**SOURCE DATA**
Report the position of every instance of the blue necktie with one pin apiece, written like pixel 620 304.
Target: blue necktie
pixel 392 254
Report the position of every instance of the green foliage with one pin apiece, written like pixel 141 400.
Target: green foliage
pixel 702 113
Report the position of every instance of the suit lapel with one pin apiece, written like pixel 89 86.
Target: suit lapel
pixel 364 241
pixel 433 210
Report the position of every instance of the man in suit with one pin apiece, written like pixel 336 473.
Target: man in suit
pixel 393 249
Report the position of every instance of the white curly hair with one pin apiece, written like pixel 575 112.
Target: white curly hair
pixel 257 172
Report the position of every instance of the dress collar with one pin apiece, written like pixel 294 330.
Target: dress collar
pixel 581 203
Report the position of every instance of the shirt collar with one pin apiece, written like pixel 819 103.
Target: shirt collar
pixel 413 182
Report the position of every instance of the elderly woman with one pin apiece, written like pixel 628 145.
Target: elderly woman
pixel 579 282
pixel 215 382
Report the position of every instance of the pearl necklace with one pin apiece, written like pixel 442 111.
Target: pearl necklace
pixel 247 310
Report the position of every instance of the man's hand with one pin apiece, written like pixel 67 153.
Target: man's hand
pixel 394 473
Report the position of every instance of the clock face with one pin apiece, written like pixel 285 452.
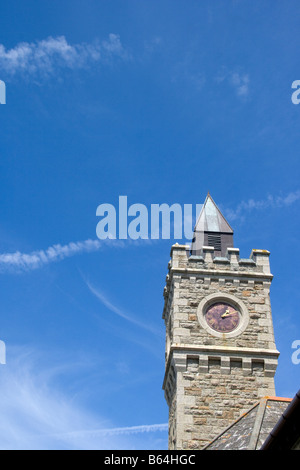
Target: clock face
pixel 222 317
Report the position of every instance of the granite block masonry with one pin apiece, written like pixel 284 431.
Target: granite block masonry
pixel 215 371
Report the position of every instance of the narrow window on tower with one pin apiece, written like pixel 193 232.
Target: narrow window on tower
pixel 215 241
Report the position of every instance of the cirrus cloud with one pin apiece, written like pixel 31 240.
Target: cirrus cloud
pixel 46 56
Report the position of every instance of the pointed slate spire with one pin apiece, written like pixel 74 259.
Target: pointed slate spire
pixel 212 229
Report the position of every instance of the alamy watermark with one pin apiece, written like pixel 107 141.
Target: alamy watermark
pixel 2 353
pixel 2 92
pixel 296 353
pixel 296 94
pixel 162 221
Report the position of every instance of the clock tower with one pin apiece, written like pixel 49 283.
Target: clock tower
pixel 220 350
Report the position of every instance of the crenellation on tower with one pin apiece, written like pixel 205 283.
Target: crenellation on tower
pixel 220 345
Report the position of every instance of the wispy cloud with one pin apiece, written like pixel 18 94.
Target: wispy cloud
pixel 113 308
pixel 239 81
pixel 262 204
pixel 37 414
pixel 47 56
pixel 24 262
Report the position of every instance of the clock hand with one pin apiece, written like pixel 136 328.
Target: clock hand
pixel 227 313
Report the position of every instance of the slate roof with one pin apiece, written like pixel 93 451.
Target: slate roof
pixel 250 431
pixel 211 218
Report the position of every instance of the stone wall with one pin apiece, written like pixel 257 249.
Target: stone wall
pixel 212 378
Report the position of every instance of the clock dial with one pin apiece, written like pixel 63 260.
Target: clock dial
pixel 222 317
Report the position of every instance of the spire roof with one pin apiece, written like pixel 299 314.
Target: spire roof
pixel 211 218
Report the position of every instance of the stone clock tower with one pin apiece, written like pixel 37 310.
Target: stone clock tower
pixel 220 350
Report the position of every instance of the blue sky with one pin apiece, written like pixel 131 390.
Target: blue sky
pixel 160 101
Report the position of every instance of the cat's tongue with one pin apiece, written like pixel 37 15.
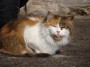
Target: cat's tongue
pixel 57 37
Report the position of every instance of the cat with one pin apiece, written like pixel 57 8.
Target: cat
pixel 35 35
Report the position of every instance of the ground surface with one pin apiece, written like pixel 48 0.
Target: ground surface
pixel 76 54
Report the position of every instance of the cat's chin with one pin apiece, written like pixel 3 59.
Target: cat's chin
pixel 57 38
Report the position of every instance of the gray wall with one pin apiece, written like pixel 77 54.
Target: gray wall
pixel 60 7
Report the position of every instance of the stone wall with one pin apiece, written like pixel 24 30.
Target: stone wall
pixel 60 7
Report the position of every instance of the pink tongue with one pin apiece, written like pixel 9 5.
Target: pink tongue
pixel 58 35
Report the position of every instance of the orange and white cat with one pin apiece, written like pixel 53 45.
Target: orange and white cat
pixel 35 35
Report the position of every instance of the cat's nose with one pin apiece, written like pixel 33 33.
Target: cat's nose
pixel 58 31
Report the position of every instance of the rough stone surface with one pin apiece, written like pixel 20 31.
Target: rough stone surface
pixel 60 7
pixel 76 54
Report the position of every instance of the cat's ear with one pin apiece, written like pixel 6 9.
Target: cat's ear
pixel 49 17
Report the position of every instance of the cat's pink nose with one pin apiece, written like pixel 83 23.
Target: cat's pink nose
pixel 58 31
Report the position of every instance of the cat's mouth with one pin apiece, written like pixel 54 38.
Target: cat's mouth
pixel 57 37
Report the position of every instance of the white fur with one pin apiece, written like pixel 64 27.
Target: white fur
pixel 38 37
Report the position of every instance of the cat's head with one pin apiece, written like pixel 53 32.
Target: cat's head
pixel 58 27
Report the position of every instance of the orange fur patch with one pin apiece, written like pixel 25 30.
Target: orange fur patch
pixel 53 22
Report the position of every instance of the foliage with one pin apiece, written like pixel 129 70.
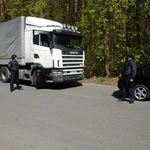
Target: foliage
pixel 109 27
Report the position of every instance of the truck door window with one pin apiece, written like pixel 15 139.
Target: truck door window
pixel 40 39
pixel 44 40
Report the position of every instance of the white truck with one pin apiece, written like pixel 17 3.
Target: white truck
pixel 47 51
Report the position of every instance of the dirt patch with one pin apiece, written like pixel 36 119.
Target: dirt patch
pixel 101 80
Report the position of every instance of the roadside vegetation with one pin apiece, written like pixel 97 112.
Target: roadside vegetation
pixel 109 28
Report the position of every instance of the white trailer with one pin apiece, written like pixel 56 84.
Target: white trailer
pixel 47 51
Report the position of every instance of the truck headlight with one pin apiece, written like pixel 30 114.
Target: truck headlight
pixel 59 73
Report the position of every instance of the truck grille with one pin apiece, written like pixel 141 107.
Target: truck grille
pixel 72 61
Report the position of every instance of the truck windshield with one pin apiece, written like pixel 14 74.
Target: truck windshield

**WORK ITEM**
Your answer must be an exact repeat of all the records, minus the pictures.

**EXERCISE RESPONSE**
Report the position of every instance of the blue necktie with one pin apiece, written like pixel 620 304.
Target: blue necktie
pixel 392 254
Report the position of every instance of the green foliage with one pin apiece, written like pixel 141 400.
Target: green foliage
pixel 702 113
Report the position of every instance of the suit lapel with one pin apiece, written like pixel 89 86.
Target: suit lapel
pixel 364 241
pixel 433 210
Report the position of every instance of the man in suit with one pin apiece, written like pixel 336 473.
Target: man in suit
pixel 393 249
Report the position of every instance of the white curly hair with one pin apiece, written like pixel 575 112.
Target: white curly hair
pixel 257 172
Report the position of every instance of the dress collar with one pin apiece, written like pixel 294 330.
Target: dress collar
pixel 581 203
Report the position of every instance of the shirt collar with one pin apiece, written like pixel 819 103.
Target: shirt collar
pixel 413 182
Report the position of every instance of the elderly woman with one pin apiece, written like pixel 628 145.
Target: elderly woman
pixel 579 282
pixel 215 382
Report the position of every instance of the pearl necklace with one pin apiece, written like pixel 442 111.
Target: pearl necklace
pixel 247 310
Report the position of every instance of the man's hand with one pin apiece, written like pixel 67 153.
Target: man's hand
pixel 394 473
Report the position of every instance of the clock face with one pin apiece, written like pixel 285 452.
Target: clock face
pixel 222 317
Report the position of every instance of the granite block masonry with one pin apiece, written like pixel 284 431.
Target: granite block masonry
pixel 215 371
Report the position of every instance of the narrow window on tower with one pin apiece, written like pixel 193 232.
Target: narrow window on tower
pixel 215 241
Report the position of every instance of the cirrus cloud with one pin apiece, written like pixel 31 240.
Target: cirrus cloud
pixel 46 56
Report the position of every instance of the pointed slate spire with one pin apiece, written like pixel 74 259.
Target: pointed slate spire
pixel 212 229
Report the position of every instance of the alamy watermark with one pin apiece, written like pixel 107 141.
Target: alamy watermark
pixel 2 353
pixel 2 92
pixel 296 353
pixel 296 94
pixel 162 221
Report the position of every instance of the clock tower with one pin apiece, written like pixel 49 283.
Target: clock tower
pixel 220 350
Report the position of every instance of the crenellation on tower with one pin apiece, written like pixel 205 283.
Target: crenellation on tower
pixel 220 345
Report the position of every instance of the wispy cloud with one pin apiece, written like pixel 18 94.
Target: wispy cloud
pixel 113 308
pixel 239 81
pixel 262 204
pixel 37 414
pixel 47 56
pixel 24 262
Report the position of every instance of the clock hand with one pin apiece, written like pixel 136 328.
Target: clock hand
pixel 227 313
Report the position of every instance of the slate roof with one pin apiece, written like pixel 93 451.
Target: slate roof
pixel 250 431
pixel 211 218
Report the position of every instance of the stone wall with one pin apiece, written like pixel 257 249.
Target: stone wall
pixel 212 378
Report the position of every instance of the clock dial with one pin apiece, written like pixel 63 260.
Target: clock dial
pixel 222 317
Report the position of every instance of the spire roof with one pin apiece, written like pixel 299 314.
Target: spire roof
pixel 211 218
Report the position of every instance of the stone clock tower with one pin apiece, written like pixel 37 310.
Target: stone clock tower
pixel 220 350
Report the position of every instance of the blue sky with one pin apiece, written like pixel 131 390.
Target: blue sky
pixel 160 101
Report the position of every instance of the cat's tongue with one pin apiece, written like pixel 37 15.
Target: cat's tongue
pixel 57 37
Report the position of every instance of the cat with one pin apiece, written like pixel 57 8.
Target: cat
pixel 35 35
Report the position of every instance of the ground surface with one pin apiece, written like pixel 48 0.
Target: ground surface
pixel 76 54
Report the position of every instance of the cat's chin with one pin apiece, written like pixel 3 59.
Target: cat's chin
pixel 57 38
Report the position of every instance of the gray wall with one pin apiece, written like pixel 77 54.
Target: gray wall
pixel 60 7
Report the position of every instance of the stone wall with one pin apiece, written like pixel 24 30.
Target: stone wall
pixel 60 7
Report the position of every instance of the pink tongue with one pin apiece, written like pixel 9 5.
Target: pink tongue
pixel 58 35
Report the position of every instance of the orange and white cat with one pin apiece, written like pixel 53 45.
Target: orange and white cat
pixel 35 35
Report the position of every instance of the cat's nose with one pin apiece, written like pixel 33 33.
Target: cat's nose
pixel 58 31
Report the position of every instance of the rough stone surface with one pin apiece, written like pixel 20 31.
Target: rough stone surface
pixel 60 7
pixel 76 54
Report the position of every instance of the cat's ear with one pin apiece, written like pixel 6 9.
Target: cat's ear
pixel 49 17
Report the position of every instance of the cat's pink nose with one pin apiece, written like pixel 83 23.
Target: cat's pink nose
pixel 58 31
Report the position of every instance of the cat's mouth with one pin apiece, written like pixel 54 38.
Target: cat's mouth
pixel 57 37
Report the position of every instance of the white fur with one pin apiece, written like pixel 64 27.
Target: white fur
pixel 38 37
Report the position of every instance of the cat's head with one pin apiece, written like pixel 53 32.
Target: cat's head
pixel 58 27
Report the position of every instance of the orange fur patch with one pin apiece, written like pixel 25 30.
Target: orange fur patch
pixel 53 22
Report the position of every instance of the foliage with one pin apiece, written like pixel 129 70.
Target: foliage
pixel 109 27
Report the position of every instance of the truck door window with one pin apiece, written like pixel 15 139.
Target: truck door window
pixel 40 39
pixel 44 40
Report the position of every instance of the white truck with one pin apiece, written like pixel 17 3.
Target: white truck
pixel 47 51
Report the position of every instance of the dirt patch with one pin apiece, written like pixel 36 119.
Target: dirt patch
pixel 101 80
Report the position of every instance of the roadside vegetation with one pin apiece, written like pixel 97 112.
Target: roadside vegetation
pixel 109 28
Report the position of every instance of the white trailer with one pin apiece, written like pixel 56 84.
Target: white trailer
pixel 47 51
Report the position of every instance of the truck headlight with one pin apiece, written like pixel 30 114.
Target: truck headlight
pixel 59 73
Report the position of every instance of the truck grille with one pin apiece, written like pixel 141 107.
Target: truck grille
pixel 72 61
Report the position of every instance of the truck windshield with one pin apiece, written like pixel 14 74.
Target: truck windshield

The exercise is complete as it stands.